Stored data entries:
————

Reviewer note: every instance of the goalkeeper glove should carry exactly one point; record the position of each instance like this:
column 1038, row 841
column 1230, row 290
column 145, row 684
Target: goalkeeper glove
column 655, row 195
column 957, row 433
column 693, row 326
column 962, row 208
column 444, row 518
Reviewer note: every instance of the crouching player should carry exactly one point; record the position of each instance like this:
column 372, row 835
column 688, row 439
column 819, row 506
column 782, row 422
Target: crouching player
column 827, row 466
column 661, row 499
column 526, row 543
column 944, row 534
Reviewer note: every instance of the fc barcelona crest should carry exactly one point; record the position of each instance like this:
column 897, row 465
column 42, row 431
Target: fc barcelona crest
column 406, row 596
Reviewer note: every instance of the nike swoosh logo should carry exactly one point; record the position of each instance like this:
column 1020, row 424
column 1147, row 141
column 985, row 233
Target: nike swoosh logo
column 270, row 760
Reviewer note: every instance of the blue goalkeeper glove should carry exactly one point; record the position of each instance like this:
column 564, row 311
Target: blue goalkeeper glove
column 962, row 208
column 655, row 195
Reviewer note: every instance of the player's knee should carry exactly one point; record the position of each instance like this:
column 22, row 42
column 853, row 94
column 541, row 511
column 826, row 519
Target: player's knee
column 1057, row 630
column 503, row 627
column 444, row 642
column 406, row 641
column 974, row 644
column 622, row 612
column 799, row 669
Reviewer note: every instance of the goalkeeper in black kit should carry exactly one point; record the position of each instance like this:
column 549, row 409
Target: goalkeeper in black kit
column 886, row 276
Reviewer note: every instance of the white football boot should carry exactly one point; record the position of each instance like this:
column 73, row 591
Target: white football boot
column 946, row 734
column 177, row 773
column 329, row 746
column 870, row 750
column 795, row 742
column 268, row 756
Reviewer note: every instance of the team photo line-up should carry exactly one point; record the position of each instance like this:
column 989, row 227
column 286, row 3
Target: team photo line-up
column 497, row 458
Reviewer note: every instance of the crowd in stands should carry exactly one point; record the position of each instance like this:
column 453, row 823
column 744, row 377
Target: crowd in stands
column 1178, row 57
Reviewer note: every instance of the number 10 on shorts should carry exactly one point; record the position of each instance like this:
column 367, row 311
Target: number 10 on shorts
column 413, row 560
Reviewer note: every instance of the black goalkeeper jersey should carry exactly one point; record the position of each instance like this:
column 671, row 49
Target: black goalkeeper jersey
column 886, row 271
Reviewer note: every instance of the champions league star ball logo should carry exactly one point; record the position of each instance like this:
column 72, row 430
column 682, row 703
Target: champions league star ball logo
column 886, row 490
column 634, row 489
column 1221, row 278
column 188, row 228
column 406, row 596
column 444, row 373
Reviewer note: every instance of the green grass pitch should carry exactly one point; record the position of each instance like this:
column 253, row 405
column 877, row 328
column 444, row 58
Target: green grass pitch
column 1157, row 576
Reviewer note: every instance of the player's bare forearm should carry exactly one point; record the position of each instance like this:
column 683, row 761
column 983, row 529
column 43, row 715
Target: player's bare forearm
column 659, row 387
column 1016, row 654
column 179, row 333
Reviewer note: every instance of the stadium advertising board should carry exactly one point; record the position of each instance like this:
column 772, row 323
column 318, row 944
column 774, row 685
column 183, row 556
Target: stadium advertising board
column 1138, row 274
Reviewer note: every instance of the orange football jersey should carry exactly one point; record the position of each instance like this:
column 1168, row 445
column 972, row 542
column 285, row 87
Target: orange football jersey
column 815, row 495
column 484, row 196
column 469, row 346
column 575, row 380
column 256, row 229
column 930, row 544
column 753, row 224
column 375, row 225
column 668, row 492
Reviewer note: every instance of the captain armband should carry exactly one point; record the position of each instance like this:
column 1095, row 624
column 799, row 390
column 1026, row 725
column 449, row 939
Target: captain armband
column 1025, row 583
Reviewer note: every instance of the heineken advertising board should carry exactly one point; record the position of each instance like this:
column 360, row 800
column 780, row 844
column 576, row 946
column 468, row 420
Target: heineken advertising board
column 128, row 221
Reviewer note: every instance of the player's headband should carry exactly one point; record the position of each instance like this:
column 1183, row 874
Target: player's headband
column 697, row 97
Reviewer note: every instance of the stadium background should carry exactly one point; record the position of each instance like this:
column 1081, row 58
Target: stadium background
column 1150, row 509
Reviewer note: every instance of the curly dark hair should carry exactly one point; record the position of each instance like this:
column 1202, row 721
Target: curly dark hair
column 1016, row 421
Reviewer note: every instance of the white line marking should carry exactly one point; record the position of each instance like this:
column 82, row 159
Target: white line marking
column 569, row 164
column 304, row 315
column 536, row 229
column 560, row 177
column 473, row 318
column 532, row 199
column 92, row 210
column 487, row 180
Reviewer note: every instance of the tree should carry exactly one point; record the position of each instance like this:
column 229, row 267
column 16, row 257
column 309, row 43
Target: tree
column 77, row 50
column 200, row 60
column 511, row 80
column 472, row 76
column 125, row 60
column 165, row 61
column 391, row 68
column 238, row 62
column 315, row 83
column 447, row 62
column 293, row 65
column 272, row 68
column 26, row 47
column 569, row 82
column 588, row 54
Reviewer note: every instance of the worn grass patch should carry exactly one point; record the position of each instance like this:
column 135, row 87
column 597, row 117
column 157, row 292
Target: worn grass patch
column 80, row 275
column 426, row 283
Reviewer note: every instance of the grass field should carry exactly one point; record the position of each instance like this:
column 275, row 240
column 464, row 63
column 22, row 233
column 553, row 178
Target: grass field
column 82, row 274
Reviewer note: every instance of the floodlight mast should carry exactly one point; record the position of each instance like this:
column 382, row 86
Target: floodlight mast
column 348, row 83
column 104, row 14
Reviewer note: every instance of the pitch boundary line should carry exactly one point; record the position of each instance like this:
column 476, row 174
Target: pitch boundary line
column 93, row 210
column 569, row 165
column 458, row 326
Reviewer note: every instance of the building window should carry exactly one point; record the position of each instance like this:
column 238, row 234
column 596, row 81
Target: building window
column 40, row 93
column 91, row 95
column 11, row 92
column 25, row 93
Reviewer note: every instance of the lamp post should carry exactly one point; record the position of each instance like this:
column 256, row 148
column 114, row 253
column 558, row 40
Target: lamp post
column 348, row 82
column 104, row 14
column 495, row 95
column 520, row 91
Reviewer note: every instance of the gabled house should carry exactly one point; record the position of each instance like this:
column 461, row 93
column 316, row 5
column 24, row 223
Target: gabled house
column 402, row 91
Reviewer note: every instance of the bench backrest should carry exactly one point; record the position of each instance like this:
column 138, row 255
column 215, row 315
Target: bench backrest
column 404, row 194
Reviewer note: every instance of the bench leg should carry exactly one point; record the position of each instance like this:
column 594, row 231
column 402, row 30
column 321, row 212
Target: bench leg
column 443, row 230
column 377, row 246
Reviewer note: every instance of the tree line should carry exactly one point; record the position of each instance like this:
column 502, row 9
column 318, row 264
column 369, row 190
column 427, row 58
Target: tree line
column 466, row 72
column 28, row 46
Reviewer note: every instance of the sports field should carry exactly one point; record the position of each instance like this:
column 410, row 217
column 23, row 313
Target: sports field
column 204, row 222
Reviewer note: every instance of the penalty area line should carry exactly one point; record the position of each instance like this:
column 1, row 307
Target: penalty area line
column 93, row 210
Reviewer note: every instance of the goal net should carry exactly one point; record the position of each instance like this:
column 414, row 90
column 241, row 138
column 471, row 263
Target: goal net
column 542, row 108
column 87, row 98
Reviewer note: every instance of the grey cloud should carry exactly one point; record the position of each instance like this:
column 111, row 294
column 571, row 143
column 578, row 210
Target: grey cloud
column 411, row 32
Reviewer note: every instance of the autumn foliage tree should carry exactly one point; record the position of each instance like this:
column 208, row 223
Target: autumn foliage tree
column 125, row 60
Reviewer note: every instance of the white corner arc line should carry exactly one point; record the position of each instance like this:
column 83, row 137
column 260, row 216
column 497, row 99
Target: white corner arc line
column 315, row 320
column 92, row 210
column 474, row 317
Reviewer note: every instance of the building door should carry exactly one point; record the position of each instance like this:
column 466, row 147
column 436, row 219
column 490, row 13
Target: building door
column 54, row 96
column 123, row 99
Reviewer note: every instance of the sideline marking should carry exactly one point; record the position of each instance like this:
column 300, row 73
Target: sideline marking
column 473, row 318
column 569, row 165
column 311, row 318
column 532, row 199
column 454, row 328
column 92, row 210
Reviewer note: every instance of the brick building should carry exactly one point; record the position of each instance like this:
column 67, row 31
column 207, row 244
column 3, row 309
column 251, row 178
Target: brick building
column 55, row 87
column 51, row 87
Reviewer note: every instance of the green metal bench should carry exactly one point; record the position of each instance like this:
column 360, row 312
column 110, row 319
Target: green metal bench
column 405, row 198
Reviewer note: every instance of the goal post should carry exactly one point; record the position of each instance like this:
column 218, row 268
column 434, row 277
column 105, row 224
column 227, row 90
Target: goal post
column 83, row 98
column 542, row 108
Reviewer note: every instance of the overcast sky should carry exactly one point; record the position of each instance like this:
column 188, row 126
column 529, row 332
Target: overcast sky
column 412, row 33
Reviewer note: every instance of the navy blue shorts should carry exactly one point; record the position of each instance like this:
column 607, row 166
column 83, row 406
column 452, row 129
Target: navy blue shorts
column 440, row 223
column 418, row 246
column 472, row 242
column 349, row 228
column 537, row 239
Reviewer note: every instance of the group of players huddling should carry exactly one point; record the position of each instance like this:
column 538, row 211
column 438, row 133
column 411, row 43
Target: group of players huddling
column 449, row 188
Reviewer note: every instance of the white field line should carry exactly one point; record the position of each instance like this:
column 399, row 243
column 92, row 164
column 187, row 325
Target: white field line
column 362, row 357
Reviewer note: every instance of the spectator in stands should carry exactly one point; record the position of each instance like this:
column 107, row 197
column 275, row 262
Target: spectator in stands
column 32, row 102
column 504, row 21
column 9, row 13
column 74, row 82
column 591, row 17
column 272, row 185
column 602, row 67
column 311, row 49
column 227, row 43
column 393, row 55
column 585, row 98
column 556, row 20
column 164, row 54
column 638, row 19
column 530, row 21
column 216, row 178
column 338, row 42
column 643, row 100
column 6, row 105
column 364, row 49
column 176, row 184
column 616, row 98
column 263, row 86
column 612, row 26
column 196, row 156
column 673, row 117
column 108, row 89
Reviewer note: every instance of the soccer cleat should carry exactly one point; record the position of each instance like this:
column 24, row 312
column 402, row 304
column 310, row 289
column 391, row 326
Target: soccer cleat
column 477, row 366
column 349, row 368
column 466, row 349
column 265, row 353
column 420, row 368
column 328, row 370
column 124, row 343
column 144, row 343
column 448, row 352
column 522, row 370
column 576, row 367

————

_The problem_
Repeat each line of the data above, exactly as it appears, from the first through the line that contains "column 688, row 439".

_Solution for this exercise_
Reviewer note: every instance of the goalkeeper glove should carry exactly one point; record the position of each instance like this:
column 1038, row 841
column 1230, row 290
column 145, row 684
Target: goalkeeper glove
column 655, row 195
column 957, row 433
column 693, row 326
column 962, row 208
column 444, row 518
Reviewer note: every instance of the crouching player should carry exactly one point; record the position of each instance like this:
column 372, row 835
column 688, row 439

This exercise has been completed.